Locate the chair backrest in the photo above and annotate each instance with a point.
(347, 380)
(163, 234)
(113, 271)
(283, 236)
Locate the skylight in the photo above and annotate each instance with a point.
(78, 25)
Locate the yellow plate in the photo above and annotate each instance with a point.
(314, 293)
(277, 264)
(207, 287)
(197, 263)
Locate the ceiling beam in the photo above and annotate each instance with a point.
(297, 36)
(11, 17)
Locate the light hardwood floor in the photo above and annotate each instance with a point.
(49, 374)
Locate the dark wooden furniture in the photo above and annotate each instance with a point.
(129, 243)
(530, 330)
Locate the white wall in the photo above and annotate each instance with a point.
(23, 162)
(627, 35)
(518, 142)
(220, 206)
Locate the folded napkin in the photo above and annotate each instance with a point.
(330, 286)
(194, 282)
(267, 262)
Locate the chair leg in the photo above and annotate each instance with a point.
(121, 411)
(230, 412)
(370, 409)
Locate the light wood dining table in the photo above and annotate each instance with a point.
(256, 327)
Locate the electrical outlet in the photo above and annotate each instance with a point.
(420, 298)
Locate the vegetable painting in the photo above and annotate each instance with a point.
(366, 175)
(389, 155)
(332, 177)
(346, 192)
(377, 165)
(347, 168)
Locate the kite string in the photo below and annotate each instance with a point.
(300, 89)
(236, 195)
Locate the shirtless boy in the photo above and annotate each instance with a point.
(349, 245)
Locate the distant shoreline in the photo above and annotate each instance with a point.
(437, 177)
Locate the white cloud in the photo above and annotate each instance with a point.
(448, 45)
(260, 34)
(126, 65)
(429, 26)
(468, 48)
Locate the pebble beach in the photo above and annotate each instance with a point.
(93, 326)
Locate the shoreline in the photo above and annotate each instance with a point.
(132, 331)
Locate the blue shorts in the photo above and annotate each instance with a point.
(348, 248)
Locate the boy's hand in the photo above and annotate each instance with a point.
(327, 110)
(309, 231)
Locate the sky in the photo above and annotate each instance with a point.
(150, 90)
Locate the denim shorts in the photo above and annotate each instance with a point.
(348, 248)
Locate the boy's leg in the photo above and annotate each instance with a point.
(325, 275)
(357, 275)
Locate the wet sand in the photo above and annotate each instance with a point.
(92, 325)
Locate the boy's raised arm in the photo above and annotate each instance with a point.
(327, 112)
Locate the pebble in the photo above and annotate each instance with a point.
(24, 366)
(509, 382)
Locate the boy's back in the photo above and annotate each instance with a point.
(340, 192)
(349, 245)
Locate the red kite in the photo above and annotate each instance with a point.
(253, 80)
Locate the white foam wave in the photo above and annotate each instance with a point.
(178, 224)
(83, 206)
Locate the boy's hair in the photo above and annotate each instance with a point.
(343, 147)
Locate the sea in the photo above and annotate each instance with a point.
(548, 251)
+++
TASK DETAILS: Copy every one of the items above word for word, in the same order.

WRITTEN RESPONSE:
Locate the chair backrest in the photo above and annotate each instance with a point.
(347, 380)
(163, 234)
(113, 271)
(283, 236)
Locate the skylight in the photo above and annotate each instance with a point.
(78, 25)
Locate the yellow plate in the photo above and annotate each instance with a point.
(314, 293)
(277, 264)
(207, 287)
(197, 263)
Locate the ceiling beam in the photo above and annotate each instance with a point.
(297, 36)
(11, 17)
Locate the light hardwood floor in the photo above and annotate each instance with a point.
(49, 374)
Locate the dark wooden furniture in the photo above and annotate each instance with a point.
(129, 243)
(530, 330)
Locate the white wall in the photo above and annotate each instance with a point.
(23, 162)
(627, 35)
(518, 142)
(220, 206)
Locate the folded napkin in the photo above and annotate each instance with a point.
(330, 286)
(194, 282)
(267, 262)
Locate the chair leg in the photo above and annotate each instance with a point.
(121, 411)
(230, 412)
(370, 409)
Locate the light wood dining table in the photo above and annotate each instance with a point.
(256, 327)
Locate the electrical outlet in the photo above and annotate each instance with a point.
(420, 298)
Locate the vegetable painting in the photo above and annotate each instance with a point.
(366, 175)
(389, 155)
(332, 177)
(346, 192)
(377, 165)
(347, 168)
Locate the kite string in the photo below and annotate each instance with a point.
(300, 89)
(236, 195)
Locate the shirtless boy in the photo above and annotate each instance with a point.
(349, 245)
Locate the distant shoreline in the photo above and annotate each instance with a point.
(437, 177)
Locate the white cloud in the photo above and annotate each instance with a point.
(448, 45)
(260, 34)
(126, 65)
(429, 26)
(468, 48)
Locate the pebble beach in the photo above and annotate each instance with a point.
(93, 326)
Locate the shoreline in the photo above and annotate each instance with a point.
(132, 331)
Locate the blue shorts in the photo above and annotate each instance with a point.
(348, 248)
Locate the boy's hand in the photo above and annotate each instance with a point.
(327, 110)
(309, 231)
Locate the sky in the photo above and annotate each instance with a point.
(150, 90)
Locate the denim shorts in the photo above and annotate each instance with a point.
(348, 248)
Locate the boy's leg in the photo above and annotate each instance with a point.
(325, 275)
(357, 275)
Locate the wet sand in the photo above and annotate each instance with a point.
(92, 325)
Locate the boy's raised arm in the photo above and annotate each instance with a point.
(327, 112)
Locate the pebble in the photo above and annotate each instance with a point.
(24, 366)
(509, 382)
Locate the boy's back in the photo above and annotate each instance with a point.
(340, 192)
(349, 245)
Locate the red kite in the photo above and annotate each instance with a point.
(253, 80)
Locate the white foam wave in the photo above and annotate each instance with a point.
(178, 224)
(83, 206)
Locate the boy's hair in the photo above and annotate each instance with a point.
(343, 147)
Locate the sea in the photo above and annotate each instance with a point.
(548, 251)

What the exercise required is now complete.